◆ **Problem details**: Repeat verbatim, and only, the lines of the data below, beginning at the line that contains "Target: dense yellowish-green" and stopping after the line that contains "like x=109 y=210.".

◆ **Information provided**:
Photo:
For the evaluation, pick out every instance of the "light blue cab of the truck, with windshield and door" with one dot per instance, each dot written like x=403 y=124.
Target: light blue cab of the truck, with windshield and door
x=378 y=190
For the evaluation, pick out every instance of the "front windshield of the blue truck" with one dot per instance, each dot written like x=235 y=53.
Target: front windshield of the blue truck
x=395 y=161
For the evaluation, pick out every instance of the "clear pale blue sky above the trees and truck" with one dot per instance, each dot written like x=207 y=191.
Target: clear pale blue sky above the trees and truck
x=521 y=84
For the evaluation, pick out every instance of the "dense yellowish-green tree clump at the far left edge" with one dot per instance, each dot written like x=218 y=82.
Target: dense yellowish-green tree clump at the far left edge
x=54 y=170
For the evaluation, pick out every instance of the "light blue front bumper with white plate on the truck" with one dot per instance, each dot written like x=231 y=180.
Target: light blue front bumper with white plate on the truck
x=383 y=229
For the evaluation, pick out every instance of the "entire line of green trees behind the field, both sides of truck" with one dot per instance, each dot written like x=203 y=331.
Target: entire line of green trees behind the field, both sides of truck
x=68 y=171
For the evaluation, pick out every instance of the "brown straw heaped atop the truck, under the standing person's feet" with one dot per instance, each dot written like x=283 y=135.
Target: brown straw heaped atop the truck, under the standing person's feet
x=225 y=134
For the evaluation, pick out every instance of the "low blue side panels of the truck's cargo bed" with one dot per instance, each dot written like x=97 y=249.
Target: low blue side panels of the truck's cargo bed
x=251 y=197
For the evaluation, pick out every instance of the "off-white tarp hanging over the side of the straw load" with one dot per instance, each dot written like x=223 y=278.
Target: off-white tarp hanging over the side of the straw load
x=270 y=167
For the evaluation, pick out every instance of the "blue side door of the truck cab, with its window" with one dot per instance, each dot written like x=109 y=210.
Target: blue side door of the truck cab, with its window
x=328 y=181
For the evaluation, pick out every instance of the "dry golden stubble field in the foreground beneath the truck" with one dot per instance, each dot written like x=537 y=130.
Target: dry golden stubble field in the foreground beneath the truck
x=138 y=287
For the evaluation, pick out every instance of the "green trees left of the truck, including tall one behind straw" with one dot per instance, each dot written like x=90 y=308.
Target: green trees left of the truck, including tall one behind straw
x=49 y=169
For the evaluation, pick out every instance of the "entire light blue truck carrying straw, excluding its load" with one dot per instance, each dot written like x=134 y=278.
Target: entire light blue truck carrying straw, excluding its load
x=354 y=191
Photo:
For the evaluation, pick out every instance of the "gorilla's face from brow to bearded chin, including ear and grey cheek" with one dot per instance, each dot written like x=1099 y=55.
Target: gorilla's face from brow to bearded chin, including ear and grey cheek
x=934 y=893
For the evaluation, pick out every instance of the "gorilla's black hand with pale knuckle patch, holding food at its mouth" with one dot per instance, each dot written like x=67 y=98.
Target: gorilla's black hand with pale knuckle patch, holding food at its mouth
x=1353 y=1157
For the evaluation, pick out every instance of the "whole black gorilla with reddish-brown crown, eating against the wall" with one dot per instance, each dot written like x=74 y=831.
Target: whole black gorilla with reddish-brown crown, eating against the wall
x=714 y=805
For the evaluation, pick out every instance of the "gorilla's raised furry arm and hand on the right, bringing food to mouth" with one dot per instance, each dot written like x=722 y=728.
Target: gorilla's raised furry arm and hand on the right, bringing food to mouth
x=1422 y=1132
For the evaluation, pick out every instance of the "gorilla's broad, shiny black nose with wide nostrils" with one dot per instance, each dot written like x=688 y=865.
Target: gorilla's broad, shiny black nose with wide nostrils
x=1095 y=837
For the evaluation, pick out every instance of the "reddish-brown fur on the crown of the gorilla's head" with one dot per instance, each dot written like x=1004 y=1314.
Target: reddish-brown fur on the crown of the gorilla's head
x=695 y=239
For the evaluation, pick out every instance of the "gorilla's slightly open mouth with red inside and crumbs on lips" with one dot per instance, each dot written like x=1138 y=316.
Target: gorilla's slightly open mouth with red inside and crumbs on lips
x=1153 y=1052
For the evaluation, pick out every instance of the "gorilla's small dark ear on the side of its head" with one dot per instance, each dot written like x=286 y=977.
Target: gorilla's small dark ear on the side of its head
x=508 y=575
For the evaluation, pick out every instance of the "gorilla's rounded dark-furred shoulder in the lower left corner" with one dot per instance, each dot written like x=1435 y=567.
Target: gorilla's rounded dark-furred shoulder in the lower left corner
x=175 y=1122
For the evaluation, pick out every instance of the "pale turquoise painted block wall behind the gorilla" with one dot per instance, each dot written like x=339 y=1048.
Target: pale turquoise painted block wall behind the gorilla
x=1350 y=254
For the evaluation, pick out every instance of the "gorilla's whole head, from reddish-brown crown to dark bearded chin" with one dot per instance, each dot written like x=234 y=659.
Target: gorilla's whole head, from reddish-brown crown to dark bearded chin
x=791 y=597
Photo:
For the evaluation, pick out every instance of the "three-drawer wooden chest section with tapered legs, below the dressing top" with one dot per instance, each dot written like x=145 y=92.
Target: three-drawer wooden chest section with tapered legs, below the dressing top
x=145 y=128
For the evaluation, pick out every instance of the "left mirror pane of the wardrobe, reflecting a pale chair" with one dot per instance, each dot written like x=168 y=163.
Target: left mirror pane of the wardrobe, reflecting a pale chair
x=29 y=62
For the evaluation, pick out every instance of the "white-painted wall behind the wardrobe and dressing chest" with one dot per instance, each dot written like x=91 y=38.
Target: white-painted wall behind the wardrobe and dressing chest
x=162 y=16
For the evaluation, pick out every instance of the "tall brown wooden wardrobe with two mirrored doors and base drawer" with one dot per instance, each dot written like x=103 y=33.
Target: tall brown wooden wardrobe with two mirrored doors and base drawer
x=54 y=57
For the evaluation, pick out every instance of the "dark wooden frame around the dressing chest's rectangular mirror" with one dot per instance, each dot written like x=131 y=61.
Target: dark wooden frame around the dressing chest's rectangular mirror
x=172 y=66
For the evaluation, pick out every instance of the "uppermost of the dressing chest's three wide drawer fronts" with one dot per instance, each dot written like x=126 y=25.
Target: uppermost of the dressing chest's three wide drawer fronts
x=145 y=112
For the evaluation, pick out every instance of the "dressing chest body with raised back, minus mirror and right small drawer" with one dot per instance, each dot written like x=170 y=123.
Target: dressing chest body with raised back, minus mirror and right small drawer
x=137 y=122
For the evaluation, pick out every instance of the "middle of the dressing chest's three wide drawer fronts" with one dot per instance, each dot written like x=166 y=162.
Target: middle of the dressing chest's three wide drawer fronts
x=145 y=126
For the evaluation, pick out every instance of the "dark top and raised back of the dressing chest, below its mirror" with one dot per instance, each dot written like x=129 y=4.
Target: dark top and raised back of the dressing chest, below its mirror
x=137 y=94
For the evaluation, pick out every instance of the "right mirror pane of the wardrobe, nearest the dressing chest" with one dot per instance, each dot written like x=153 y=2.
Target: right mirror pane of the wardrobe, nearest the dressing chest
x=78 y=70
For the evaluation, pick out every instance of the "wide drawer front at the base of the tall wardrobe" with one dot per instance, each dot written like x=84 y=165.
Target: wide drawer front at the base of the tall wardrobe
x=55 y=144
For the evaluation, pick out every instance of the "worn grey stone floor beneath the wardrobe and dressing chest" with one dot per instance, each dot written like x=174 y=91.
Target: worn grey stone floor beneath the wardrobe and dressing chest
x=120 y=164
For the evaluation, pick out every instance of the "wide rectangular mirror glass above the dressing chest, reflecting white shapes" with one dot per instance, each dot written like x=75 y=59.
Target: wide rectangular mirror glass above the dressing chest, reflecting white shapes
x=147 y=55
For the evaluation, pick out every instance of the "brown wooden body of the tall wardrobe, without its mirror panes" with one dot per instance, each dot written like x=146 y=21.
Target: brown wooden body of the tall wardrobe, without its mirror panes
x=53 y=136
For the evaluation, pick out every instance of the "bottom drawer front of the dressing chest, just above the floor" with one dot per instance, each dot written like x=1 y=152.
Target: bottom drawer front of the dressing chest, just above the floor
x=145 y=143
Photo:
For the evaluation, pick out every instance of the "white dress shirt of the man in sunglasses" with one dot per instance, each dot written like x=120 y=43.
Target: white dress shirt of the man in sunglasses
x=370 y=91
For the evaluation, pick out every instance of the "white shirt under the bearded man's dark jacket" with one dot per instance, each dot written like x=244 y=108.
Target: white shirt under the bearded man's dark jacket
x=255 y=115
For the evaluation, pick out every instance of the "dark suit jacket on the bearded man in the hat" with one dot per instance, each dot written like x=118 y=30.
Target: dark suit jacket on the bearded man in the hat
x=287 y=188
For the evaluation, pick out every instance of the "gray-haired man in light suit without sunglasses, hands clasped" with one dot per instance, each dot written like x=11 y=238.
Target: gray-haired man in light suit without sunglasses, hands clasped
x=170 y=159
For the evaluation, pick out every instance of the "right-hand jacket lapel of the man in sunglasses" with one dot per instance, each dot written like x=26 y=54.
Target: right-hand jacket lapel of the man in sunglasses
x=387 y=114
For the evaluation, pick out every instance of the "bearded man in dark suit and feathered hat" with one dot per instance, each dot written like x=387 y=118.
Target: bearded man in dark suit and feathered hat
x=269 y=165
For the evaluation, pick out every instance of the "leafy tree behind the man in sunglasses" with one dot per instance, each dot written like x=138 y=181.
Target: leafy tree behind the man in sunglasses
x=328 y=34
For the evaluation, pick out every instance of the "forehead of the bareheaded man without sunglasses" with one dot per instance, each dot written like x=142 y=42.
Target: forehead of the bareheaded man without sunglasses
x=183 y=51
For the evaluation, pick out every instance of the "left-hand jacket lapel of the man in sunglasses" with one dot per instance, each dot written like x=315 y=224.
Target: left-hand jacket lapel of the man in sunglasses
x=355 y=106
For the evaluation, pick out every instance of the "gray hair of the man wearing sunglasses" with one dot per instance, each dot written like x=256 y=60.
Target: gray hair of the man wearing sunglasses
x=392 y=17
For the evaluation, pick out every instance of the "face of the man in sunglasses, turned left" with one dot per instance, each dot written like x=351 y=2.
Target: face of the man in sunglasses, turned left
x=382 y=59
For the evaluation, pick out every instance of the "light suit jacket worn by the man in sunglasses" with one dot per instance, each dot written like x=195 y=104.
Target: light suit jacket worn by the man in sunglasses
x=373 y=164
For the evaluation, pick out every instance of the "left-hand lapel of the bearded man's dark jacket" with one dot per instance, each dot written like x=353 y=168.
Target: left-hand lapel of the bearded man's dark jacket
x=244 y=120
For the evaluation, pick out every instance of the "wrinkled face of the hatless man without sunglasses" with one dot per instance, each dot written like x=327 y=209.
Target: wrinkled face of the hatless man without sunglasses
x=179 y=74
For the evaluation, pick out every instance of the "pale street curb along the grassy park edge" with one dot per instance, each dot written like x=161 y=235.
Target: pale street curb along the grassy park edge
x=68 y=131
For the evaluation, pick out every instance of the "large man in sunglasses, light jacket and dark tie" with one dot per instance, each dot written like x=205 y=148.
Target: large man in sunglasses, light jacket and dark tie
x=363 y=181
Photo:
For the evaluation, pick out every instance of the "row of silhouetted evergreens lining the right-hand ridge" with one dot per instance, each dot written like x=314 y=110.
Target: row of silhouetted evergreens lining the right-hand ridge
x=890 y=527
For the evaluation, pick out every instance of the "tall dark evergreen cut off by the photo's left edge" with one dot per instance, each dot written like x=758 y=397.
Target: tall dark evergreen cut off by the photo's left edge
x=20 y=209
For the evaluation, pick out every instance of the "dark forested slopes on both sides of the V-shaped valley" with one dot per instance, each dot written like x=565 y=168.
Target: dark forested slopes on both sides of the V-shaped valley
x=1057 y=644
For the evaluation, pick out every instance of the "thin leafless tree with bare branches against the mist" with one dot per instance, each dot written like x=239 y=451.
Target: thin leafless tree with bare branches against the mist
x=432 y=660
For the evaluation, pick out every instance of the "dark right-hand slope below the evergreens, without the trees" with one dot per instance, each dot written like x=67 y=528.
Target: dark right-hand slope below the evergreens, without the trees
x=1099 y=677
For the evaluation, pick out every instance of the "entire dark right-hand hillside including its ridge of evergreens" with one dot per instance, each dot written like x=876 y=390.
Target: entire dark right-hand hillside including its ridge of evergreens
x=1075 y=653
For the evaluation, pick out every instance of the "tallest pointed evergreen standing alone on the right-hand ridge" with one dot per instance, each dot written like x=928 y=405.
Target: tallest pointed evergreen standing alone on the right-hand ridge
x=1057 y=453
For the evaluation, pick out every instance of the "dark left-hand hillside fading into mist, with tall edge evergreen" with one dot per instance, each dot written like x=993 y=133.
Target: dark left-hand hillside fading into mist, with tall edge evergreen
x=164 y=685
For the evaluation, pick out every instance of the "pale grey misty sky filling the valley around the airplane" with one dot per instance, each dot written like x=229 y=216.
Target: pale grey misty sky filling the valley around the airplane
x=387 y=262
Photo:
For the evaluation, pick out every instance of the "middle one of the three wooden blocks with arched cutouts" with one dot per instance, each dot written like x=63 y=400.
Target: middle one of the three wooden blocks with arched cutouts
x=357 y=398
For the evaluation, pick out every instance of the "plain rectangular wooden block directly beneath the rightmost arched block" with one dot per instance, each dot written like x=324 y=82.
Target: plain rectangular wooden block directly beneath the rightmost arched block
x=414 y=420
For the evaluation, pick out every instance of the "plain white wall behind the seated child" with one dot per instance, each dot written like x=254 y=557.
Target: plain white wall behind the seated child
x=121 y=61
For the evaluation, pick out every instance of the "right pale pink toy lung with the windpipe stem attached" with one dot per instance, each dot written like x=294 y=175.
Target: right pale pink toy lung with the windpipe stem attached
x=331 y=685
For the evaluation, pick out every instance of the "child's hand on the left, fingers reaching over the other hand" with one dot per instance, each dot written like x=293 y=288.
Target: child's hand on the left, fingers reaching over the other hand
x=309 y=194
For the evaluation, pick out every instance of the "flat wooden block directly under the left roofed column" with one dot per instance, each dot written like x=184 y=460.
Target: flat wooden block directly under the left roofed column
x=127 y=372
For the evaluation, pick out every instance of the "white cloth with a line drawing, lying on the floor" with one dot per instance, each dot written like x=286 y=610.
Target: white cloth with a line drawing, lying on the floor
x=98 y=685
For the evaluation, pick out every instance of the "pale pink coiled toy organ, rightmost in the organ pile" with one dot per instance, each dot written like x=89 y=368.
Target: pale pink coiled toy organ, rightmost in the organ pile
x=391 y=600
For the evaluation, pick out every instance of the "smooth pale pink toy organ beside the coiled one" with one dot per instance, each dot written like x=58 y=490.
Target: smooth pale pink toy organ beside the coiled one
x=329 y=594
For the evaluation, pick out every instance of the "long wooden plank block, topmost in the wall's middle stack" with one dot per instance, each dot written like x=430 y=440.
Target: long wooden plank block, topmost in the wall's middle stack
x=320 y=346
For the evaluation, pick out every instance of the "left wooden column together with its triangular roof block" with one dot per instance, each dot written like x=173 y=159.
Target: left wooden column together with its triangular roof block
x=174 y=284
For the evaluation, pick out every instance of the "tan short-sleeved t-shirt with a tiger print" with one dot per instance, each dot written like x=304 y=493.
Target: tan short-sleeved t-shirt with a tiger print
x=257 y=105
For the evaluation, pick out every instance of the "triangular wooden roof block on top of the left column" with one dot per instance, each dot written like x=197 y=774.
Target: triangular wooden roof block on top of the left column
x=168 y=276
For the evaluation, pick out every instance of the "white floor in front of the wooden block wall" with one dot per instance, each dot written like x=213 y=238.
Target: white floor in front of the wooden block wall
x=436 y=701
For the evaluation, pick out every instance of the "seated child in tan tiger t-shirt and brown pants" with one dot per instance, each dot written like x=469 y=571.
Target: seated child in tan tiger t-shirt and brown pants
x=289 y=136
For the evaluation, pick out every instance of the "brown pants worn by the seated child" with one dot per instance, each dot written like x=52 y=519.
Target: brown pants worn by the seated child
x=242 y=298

◆ **Exercise answer**:
Target: dense yellowish-green tree clump at the far left edge
x=54 y=170
For the evaluation, pick out every instance of the "light blue front bumper with white plate on the truck" with one dot per instance, each dot written like x=231 y=180.
Target: light blue front bumper with white plate on the truck
x=383 y=229
For the evaluation, pick out every instance of the "entire line of green trees behind the field, both sides of truck" with one dot per instance, each dot written like x=203 y=331.
Target: entire line of green trees behind the field, both sides of truck
x=68 y=171
For the evaluation, pick out every instance of the "brown straw heaped atop the truck, under the standing person's feet" with one dot per instance, each dot written like x=283 y=135.
Target: brown straw heaped atop the truck, under the standing person's feet
x=225 y=134
For the evaluation, pick out every instance of the "low blue side panels of the truck's cargo bed" with one dot per instance, each dot written like x=97 y=249.
Target: low blue side panels of the truck's cargo bed
x=251 y=197
For the evaluation, pick out every instance of the "off-white tarp hanging over the side of the straw load" with one dot per instance, each dot written like x=223 y=278.
Target: off-white tarp hanging over the side of the straw load
x=270 y=167
For the evaluation, pick out every instance of the "blue side door of the truck cab, with its window" with one dot per instance, each dot written like x=109 y=210.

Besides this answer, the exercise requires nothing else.